* PASSAGE PROVIDED
■ ■ ■
May 6 2009, 16:00 GMT
Gameplay Article: Fellowship Manoeuvres
A single hero can make a difference in the battle for Middle-earth, but a fellowship of sharp companions working in concert can perform great feats that no single warrior can achieve alone. Fellowship Manoeuvres give a coordinated group of heroes a profound advantage in combat against the most hale and fearsome foes. It is solidarity in the face of bloodlust and malice that gives the Free Peoples their edge against the Enemy, and Fellowship Manoeuvres turn that solidarity into vanquishing strikes and rescuing heals.
"There’s a bold, unmistakable display of power whenever a Fellowship Manoeuvre is performed. This manoeuvre clearly makes use of the skills Ent’s Strength (Red), Stallion’s Spirit (Blue), and Eagle’s Cry (Green)."
In short, a Fellowship Manoeuvre is a combo attack in which each member of the fellowship potentially contributes one Fellowship skill to the combination. Different combinations of Fellowship skills result in different, distinctive Fellowship Manoeuvres. One combination might yield a potent and coordinated melee attack, while another might invoke an effect that heals the fellowship’s Morale over time. The more characters that successfully contribute to the combo recipe, the more powerful the Fellowship Manoeuvre’s effects.
Any character with a stout heart, a cool head, and at least 12 levels under his belt can contribute to a Fellowship Manoeuvre, and a well-timed manoeuvre can mean the difference between victory and defeat against even the most terrible foes.
What a Fellowship Manoeuvre Is
Fellowship Manoeuvres offer a tactical edge that solo characters do not have on their own. With a bit of coordination, even just a pair of stalwart heroes can perform fierce attacks or rallying displays that neither could manage alone.
■ ■ ■
* WHAT IS EXPECTED
According to the article on Fellowship Manoeuvres, how many levels must a character have to contribute to a Fellowship Manoeuvre? Base your answers on the article alone.

Dataset rows:
■ ■ ■
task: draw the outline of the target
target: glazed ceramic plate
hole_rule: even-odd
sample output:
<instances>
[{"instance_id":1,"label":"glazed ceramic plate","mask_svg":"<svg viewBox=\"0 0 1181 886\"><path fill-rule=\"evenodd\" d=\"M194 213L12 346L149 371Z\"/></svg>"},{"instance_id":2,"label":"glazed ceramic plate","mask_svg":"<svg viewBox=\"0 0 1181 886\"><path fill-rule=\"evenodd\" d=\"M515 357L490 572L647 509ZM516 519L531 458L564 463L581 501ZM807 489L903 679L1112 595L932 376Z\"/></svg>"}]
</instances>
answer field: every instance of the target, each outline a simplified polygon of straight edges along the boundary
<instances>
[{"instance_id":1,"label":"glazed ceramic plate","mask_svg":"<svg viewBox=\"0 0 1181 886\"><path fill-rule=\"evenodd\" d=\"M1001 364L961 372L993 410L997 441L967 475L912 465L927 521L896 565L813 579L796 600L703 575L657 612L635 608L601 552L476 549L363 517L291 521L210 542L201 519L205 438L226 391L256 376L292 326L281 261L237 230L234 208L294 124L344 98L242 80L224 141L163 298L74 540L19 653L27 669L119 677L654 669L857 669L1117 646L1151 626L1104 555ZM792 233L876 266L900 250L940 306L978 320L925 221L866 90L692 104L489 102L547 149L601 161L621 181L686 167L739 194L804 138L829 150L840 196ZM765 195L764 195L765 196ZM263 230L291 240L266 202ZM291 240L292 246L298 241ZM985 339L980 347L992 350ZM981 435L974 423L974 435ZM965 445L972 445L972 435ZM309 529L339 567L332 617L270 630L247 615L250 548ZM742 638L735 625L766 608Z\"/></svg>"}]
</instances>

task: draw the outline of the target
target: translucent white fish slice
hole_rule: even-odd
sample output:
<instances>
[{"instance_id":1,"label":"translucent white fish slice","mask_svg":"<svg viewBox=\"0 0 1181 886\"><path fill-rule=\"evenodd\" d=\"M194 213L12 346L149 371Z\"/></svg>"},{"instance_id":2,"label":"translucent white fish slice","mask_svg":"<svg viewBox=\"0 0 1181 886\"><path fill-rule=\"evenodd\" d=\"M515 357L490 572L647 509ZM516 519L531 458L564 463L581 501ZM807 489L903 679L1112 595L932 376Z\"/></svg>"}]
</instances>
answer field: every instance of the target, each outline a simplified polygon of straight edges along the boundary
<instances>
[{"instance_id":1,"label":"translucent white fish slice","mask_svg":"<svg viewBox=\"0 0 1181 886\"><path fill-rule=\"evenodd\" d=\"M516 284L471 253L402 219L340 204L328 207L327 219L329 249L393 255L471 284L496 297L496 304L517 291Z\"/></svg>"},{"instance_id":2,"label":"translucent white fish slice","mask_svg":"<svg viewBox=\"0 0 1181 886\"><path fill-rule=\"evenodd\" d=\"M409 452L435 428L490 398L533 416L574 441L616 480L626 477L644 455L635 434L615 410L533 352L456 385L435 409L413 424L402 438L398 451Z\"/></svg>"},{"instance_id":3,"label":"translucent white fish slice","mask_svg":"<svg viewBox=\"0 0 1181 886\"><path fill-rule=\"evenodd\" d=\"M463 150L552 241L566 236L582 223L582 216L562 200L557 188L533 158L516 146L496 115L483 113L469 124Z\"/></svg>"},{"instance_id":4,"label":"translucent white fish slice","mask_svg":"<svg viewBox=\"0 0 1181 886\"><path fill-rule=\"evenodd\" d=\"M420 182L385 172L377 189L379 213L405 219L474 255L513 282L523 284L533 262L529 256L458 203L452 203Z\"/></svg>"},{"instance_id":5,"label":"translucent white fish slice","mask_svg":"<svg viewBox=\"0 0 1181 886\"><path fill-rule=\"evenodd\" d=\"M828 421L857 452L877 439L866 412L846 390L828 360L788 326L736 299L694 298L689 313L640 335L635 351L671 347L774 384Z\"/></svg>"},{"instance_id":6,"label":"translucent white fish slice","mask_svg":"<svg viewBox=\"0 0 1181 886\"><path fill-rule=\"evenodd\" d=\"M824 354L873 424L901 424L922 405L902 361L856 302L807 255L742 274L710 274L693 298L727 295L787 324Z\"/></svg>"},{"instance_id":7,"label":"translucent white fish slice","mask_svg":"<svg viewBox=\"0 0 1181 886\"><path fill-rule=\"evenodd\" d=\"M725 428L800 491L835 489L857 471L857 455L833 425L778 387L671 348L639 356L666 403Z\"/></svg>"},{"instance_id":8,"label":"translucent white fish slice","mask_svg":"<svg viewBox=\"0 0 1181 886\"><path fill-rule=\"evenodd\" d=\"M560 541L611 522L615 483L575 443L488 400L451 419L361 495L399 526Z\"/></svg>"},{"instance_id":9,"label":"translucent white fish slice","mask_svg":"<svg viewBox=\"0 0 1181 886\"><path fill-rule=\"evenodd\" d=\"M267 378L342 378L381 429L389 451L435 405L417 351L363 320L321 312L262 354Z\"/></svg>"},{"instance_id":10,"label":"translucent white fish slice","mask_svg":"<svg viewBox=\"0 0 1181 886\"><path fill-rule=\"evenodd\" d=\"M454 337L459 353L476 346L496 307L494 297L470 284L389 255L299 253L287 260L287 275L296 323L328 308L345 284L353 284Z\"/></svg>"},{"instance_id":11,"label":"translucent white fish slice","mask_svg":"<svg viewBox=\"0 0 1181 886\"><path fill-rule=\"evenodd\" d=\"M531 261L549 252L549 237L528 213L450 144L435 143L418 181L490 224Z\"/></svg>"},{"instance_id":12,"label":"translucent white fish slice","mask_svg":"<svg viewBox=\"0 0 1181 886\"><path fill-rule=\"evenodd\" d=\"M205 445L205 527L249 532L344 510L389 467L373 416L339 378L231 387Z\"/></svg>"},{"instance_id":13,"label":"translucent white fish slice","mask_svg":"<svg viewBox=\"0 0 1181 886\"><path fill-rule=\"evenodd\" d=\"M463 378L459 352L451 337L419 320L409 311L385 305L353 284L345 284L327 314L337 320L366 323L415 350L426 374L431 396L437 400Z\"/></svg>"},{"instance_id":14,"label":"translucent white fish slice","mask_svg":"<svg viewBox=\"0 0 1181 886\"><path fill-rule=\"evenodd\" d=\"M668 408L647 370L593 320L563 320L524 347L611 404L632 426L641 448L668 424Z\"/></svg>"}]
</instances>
■ ■ ■
* SOLVED PROBLEM
At least 12 levels.